• **Task description**
The reply must contain all of the records, unchanged.

--- Record set Enclosed Below ---

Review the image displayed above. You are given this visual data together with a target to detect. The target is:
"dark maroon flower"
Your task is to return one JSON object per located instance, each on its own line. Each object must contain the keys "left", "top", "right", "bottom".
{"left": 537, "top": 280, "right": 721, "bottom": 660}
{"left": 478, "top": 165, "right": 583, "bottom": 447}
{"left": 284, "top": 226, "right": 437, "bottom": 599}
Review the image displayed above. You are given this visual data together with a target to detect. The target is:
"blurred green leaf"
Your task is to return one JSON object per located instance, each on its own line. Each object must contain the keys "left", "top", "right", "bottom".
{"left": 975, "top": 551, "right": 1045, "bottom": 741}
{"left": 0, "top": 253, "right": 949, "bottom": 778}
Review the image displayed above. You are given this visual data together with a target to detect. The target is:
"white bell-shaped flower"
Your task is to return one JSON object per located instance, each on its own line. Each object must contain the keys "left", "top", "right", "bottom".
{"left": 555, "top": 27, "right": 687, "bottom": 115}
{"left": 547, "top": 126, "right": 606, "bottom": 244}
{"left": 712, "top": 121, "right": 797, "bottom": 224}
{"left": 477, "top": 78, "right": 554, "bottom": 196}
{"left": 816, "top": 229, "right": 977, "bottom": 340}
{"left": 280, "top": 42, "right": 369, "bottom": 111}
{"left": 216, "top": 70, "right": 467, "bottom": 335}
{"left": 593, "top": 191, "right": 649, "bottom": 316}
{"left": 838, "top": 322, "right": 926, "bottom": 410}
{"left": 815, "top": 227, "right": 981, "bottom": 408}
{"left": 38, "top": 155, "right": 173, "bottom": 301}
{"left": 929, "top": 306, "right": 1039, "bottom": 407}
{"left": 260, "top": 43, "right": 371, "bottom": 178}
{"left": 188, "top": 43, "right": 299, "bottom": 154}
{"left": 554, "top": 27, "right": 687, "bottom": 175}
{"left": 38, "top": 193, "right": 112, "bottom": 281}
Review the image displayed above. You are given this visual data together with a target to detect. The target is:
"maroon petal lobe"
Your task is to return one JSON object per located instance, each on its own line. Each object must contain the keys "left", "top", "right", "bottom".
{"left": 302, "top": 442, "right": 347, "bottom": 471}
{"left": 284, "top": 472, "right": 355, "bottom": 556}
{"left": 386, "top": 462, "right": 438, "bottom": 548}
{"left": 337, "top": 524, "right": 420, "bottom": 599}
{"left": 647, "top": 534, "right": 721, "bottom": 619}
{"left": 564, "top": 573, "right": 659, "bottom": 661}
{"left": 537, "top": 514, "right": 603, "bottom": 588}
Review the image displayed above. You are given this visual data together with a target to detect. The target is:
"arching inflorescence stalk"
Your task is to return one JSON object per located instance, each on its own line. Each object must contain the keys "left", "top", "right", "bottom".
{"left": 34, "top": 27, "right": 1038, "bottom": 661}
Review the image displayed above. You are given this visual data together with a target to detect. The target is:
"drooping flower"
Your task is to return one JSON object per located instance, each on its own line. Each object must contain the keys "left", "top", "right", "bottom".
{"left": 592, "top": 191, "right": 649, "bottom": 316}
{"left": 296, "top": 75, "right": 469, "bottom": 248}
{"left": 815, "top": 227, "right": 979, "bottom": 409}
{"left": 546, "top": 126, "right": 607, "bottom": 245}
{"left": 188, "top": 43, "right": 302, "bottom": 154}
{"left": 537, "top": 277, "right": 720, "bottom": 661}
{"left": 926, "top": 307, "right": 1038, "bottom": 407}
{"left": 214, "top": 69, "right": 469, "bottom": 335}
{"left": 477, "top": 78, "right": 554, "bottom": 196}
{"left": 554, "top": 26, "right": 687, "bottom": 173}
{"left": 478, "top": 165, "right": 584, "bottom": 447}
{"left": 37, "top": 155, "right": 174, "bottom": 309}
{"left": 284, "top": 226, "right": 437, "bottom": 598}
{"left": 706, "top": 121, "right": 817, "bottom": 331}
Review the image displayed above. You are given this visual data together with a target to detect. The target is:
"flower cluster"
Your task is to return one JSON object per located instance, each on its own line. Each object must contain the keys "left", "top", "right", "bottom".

--- End of Enclosed Record set ---

• **Solved problem**
Review the image displayed above. You are given this visual data together with a target to detect. The target is:
"dark maroon flower"
Your task is to return one JSON object per located instance, each on its own line. Each object must contain the keys "left", "top", "right", "bottom".
{"left": 537, "top": 280, "right": 721, "bottom": 660}
{"left": 478, "top": 165, "right": 583, "bottom": 447}
{"left": 284, "top": 226, "right": 437, "bottom": 599}
Review the image displayed above. You are given this visual data together with a target to detect. The target is:
"blurred green leaf"
Your task is to return one JSON object per located instance, each on its own line. Each object must contain the keys "left", "top", "right", "bottom".
{"left": 975, "top": 551, "right": 1045, "bottom": 741}
{"left": 0, "top": 253, "right": 949, "bottom": 778}
Review the image displayed above. You are given this visual data together with a target to detect. The target is:
"white bell-shaped flower"
Your task is to return one JSON object per located instance, each on its own line. Each object must contain the keys "left", "top", "right", "bottom".
{"left": 555, "top": 27, "right": 687, "bottom": 115}
{"left": 547, "top": 126, "right": 606, "bottom": 244}
{"left": 712, "top": 121, "right": 797, "bottom": 224}
{"left": 477, "top": 78, "right": 554, "bottom": 196}
{"left": 816, "top": 229, "right": 977, "bottom": 340}
{"left": 280, "top": 42, "right": 369, "bottom": 111}
{"left": 216, "top": 70, "right": 467, "bottom": 335}
{"left": 593, "top": 191, "right": 649, "bottom": 316}
{"left": 838, "top": 322, "right": 926, "bottom": 410}
{"left": 815, "top": 227, "right": 981, "bottom": 408}
{"left": 38, "top": 155, "right": 173, "bottom": 301}
{"left": 929, "top": 306, "right": 1039, "bottom": 407}
{"left": 260, "top": 43, "right": 371, "bottom": 178}
{"left": 188, "top": 43, "right": 299, "bottom": 154}
{"left": 554, "top": 27, "right": 687, "bottom": 175}
{"left": 38, "top": 193, "right": 112, "bottom": 281}
Review the image displayed above. You are given this visual data together with a target to detect. The target is:
"maroon petal lobe"
Your task is to return one JSON object per located instance, each on its own line. Each object must contain the keys "left", "top", "right", "bottom".
{"left": 302, "top": 442, "right": 347, "bottom": 471}
{"left": 284, "top": 472, "right": 355, "bottom": 556}
{"left": 386, "top": 462, "right": 438, "bottom": 548}
{"left": 337, "top": 524, "right": 420, "bottom": 599}
{"left": 647, "top": 534, "right": 721, "bottom": 619}
{"left": 564, "top": 573, "right": 659, "bottom": 661}
{"left": 537, "top": 514, "right": 603, "bottom": 588}
Review the image displayed above. You are given this visual data together with a target to detect. The target is:
"arching inflorescence stalk"
Your task is to return one JSON object per located instance, each on its own line. Each object must contain the keys "left", "top", "right", "bottom".
{"left": 34, "top": 27, "right": 1038, "bottom": 661}
Review the image displayed above. You are given this visual data together with a target to detect. The target is:
"drooping flower"
Your task is to return one JSON object per located instance, each on its own line. Each object must contain the keys "left", "top", "right", "bottom".
{"left": 592, "top": 191, "right": 649, "bottom": 316}
{"left": 296, "top": 75, "right": 469, "bottom": 248}
{"left": 815, "top": 227, "right": 979, "bottom": 409}
{"left": 546, "top": 126, "right": 607, "bottom": 245}
{"left": 188, "top": 43, "right": 302, "bottom": 154}
{"left": 537, "top": 277, "right": 720, "bottom": 661}
{"left": 926, "top": 307, "right": 1038, "bottom": 407}
{"left": 214, "top": 69, "right": 469, "bottom": 335}
{"left": 477, "top": 78, "right": 554, "bottom": 196}
{"left": 554, "top": 26, "right": 687, "bottom": 173}
{"left": 478, "top": 165, "right": 584, "bottom": 447}
{"left": 37, "top": 155, "right": 174, "bottom": 309}
{"left": 284, "top": 226, "right": 437, "bottom": 598}
{"left": 706, "top": 121, "right": 817, "bottom": 331}
Review the image displayed above. You are given this visual data together with a target to detect. The target is:
"flower cluster"
Your task is to return one JSON object per located instance, each on its own line. Each object must contain the keys "left", "top", "right", "bottom".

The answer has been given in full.